SECTION DES DONNÉES>
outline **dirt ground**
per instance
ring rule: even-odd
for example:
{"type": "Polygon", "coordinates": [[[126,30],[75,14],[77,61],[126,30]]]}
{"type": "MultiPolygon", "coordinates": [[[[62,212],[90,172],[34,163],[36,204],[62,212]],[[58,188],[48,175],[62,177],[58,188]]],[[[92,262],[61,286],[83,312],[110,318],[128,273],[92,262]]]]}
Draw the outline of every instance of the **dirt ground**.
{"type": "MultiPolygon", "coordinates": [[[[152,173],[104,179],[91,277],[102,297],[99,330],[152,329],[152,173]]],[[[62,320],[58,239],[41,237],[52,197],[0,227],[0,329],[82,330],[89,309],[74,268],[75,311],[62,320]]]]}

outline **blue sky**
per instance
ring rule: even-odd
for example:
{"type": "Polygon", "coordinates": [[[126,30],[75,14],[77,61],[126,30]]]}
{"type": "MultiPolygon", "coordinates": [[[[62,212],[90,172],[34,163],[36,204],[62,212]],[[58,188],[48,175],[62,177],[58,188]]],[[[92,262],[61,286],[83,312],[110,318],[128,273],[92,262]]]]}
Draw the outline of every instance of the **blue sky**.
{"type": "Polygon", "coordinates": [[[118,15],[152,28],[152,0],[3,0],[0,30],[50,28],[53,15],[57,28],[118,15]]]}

OBJECTIF ÉNONCÉ>
Transcrivez fidèlement, sans aucune modification, l'ensemble des entrées qui précèdent.

RÉSULTAT DE L'EXERCICE>
outline **dirt ground**
per instance
ring rule: even-odd
for example:
{"type": "Polygon", "coordinates": [[[126,30],[75,14],[77,61],[126,30]]]}
{"type": "MultiPolygon", "coordinates": [[[[62,212],[90,172],[34,163],[36,204],[62,212]],[[58,188],[48,175],[62,177],[58,188]]],[[[92,262],[61,286],[83,312],[110,318],[128,273],[92,262]]]]}
Draw the outline of every instance of the **dirt ground**.
{"type": "MultiPolygon", "coordinates": [[[[152,173],[104,179],[91,277],[102,297],[99,330],[152,329],[152,173]]],[[[62,320],[58,239],[41,237],[52,197],[0,227],[0,329],[82,330],[89,309],[74,268],[75,311],[62,320]]]]}

outline **blue sky**
per instance
ring rule: even-odd
for example:
{"type": "Polygon", "coordinates": [[[126,30],[75,14],[77,61],[126,30]]]}
{"type": "MultiPolygon", "coordinates": [[[[62,212],[90,172],[34,163],[36,204],[62,212]],[[58,188],[48,175],[62,177],[58,188]]],[[[92,262],[61,286],[83,312],[110,318],[128,273],[92,262]]]]}
Draw the outline of every instance of the **blue sky**.
{"type": "Polygon", "coordinates": [[[118,15],[152,28],[152,0],[3,0],[0,30],[50,28],[53,15],[57,28],[118,15]]]}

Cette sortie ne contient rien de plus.